Listed entries:
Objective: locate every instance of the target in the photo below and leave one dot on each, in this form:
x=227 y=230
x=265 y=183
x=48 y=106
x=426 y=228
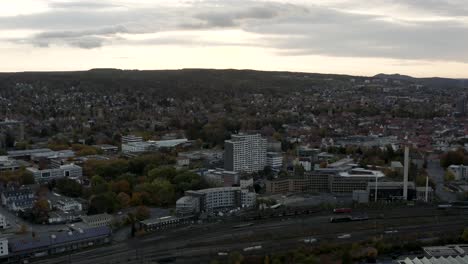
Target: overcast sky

Requirement: Please restate exactly the lines from the one containing "x=265 y=183" down to the end of the material, both ends kept, and do not include the pictures.

Worked solution:
x=265 y=183
x=48 y=106
x=426 y=228
Target: overcast sky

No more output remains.